The request >> Which lines below contain the word "sunglasses"? Copy each of them in full, counting only matches with the same capitalization.

[start]

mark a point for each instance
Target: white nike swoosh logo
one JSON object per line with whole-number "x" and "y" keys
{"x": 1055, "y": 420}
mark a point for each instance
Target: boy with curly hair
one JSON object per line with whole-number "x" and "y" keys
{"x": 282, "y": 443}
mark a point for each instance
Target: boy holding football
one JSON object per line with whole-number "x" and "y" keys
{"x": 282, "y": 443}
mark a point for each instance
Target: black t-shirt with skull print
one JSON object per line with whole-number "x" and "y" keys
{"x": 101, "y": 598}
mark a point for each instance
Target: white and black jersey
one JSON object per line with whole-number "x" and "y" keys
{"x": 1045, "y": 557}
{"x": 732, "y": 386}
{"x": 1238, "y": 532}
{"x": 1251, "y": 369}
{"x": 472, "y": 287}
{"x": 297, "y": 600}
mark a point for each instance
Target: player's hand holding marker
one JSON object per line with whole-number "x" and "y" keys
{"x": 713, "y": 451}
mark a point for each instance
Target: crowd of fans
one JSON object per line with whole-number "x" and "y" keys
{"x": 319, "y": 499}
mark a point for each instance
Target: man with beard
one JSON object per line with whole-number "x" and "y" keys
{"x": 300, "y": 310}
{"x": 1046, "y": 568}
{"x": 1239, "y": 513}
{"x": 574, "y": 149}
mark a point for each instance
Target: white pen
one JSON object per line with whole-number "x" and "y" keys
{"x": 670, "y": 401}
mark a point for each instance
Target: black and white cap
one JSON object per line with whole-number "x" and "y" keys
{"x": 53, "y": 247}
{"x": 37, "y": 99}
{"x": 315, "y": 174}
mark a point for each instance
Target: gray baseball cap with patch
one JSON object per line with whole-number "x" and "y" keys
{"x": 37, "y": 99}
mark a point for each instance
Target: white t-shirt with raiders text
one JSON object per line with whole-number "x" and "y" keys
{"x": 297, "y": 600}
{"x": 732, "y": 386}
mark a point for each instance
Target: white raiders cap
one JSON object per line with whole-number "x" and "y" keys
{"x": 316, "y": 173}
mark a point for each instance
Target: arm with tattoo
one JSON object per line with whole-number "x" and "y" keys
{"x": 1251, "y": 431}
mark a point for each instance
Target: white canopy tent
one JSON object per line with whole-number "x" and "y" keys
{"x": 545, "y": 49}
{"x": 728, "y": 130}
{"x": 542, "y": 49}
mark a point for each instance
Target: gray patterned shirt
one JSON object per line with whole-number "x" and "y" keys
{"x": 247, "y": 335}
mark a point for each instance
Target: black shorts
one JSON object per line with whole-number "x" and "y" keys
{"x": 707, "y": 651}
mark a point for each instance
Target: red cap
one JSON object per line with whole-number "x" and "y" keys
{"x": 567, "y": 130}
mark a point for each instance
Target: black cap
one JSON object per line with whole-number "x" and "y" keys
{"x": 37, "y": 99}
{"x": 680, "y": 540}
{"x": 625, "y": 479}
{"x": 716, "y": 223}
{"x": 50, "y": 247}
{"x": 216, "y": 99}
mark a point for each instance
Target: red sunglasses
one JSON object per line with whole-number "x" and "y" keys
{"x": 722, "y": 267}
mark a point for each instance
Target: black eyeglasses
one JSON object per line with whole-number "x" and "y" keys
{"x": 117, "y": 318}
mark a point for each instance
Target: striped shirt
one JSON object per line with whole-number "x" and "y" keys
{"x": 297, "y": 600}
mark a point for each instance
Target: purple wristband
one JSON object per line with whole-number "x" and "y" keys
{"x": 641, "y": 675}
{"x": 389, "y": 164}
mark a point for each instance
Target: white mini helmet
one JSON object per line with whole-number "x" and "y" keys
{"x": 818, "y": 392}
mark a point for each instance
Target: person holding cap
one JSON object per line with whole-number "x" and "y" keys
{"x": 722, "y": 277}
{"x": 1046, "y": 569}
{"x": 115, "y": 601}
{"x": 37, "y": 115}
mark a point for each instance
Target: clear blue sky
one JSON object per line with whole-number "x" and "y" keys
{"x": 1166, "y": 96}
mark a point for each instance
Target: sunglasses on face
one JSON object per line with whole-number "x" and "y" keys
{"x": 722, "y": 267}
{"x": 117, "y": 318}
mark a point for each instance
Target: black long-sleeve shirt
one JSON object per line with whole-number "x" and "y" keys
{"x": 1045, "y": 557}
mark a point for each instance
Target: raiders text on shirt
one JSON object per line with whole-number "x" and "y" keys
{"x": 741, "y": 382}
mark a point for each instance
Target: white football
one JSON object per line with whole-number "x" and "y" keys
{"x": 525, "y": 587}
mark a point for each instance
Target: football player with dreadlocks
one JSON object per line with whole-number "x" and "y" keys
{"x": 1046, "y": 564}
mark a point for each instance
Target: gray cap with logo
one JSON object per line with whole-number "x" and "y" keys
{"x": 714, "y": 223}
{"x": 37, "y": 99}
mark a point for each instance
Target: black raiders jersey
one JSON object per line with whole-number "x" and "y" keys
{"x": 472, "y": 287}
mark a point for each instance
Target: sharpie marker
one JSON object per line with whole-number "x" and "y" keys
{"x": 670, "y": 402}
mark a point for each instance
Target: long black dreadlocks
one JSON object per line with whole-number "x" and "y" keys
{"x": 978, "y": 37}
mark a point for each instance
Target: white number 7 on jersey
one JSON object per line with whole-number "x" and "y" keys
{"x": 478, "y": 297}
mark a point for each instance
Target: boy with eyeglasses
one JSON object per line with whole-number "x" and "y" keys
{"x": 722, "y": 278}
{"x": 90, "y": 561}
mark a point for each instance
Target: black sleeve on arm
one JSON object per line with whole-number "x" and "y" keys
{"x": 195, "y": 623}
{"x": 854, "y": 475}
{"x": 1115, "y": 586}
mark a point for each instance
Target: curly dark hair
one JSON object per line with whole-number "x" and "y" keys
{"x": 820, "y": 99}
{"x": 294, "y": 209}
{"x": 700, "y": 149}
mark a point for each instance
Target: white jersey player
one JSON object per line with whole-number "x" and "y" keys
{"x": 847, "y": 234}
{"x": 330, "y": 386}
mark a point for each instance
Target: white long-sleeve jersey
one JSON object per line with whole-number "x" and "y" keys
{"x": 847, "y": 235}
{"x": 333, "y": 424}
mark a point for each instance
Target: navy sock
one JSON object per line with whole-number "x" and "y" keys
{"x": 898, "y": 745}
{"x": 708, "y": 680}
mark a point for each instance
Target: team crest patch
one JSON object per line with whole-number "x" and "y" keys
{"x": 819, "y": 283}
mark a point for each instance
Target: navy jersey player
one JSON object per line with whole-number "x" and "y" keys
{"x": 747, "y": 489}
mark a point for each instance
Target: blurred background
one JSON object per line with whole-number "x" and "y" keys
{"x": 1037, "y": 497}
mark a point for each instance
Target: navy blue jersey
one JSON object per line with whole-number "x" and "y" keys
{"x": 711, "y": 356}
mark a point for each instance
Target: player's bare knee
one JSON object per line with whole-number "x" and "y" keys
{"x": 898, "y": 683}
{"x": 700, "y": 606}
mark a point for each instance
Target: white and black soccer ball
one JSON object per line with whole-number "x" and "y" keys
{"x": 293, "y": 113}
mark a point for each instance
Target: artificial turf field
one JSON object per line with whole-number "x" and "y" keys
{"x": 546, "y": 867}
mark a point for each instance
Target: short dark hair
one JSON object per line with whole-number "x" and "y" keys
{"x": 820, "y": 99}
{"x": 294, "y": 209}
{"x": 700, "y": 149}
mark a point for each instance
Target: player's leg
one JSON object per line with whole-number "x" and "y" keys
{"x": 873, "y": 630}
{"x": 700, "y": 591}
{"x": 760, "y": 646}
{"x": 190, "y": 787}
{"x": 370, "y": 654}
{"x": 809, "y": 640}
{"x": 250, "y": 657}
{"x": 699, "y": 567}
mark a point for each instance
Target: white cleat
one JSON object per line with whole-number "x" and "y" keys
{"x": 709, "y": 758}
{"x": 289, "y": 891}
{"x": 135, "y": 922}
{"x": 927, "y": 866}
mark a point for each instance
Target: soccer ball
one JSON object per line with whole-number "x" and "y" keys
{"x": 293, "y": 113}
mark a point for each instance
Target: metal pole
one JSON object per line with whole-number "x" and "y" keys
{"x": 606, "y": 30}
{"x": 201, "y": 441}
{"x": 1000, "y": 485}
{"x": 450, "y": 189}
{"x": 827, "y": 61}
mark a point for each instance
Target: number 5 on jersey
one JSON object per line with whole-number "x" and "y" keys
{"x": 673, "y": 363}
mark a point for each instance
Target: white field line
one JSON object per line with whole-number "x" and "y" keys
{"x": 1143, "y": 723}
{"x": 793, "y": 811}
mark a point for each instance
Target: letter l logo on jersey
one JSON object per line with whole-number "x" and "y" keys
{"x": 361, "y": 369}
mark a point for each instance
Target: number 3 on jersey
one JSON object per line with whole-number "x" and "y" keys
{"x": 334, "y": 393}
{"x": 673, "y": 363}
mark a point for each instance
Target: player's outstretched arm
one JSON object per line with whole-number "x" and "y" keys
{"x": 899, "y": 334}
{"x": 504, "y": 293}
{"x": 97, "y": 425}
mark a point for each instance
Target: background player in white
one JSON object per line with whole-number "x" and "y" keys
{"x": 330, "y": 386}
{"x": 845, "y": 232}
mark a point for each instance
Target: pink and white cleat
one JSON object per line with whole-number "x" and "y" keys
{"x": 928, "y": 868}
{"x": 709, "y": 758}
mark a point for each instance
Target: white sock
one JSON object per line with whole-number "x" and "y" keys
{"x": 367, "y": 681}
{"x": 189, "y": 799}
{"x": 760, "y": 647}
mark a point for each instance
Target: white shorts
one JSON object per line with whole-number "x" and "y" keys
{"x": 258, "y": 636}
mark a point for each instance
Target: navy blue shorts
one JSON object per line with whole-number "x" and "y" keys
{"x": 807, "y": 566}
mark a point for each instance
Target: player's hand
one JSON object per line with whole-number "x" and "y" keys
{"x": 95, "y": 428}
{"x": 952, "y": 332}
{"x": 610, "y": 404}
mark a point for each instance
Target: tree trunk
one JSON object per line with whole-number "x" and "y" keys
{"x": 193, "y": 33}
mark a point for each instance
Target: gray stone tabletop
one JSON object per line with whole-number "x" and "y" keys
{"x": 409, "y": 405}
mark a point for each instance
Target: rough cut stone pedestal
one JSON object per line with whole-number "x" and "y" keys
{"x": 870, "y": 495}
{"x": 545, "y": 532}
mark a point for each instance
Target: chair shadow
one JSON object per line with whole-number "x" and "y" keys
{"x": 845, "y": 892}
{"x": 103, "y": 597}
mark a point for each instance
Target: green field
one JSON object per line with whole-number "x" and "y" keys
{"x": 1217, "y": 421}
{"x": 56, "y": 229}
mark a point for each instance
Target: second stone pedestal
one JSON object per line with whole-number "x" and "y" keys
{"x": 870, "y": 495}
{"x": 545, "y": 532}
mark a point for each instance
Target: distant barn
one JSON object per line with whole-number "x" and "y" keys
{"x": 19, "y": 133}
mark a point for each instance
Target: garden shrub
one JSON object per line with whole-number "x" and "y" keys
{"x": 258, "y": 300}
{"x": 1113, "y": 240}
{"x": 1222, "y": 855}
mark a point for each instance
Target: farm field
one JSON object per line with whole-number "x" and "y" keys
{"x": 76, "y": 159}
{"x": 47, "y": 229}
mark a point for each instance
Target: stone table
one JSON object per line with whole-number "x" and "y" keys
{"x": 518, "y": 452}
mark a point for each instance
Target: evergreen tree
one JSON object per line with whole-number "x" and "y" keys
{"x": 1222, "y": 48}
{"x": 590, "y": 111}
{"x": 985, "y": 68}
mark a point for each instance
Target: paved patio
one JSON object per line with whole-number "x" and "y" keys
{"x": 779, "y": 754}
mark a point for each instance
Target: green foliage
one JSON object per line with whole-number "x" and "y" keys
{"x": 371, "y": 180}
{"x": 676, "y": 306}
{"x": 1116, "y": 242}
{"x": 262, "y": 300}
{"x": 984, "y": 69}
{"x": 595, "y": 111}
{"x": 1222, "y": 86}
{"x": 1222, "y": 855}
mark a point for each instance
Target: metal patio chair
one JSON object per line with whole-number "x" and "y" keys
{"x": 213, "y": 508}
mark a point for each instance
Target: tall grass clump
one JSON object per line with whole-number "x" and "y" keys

[end]

Solution to this exercise >>
Target: red sunglasses
Target: sunglasses on face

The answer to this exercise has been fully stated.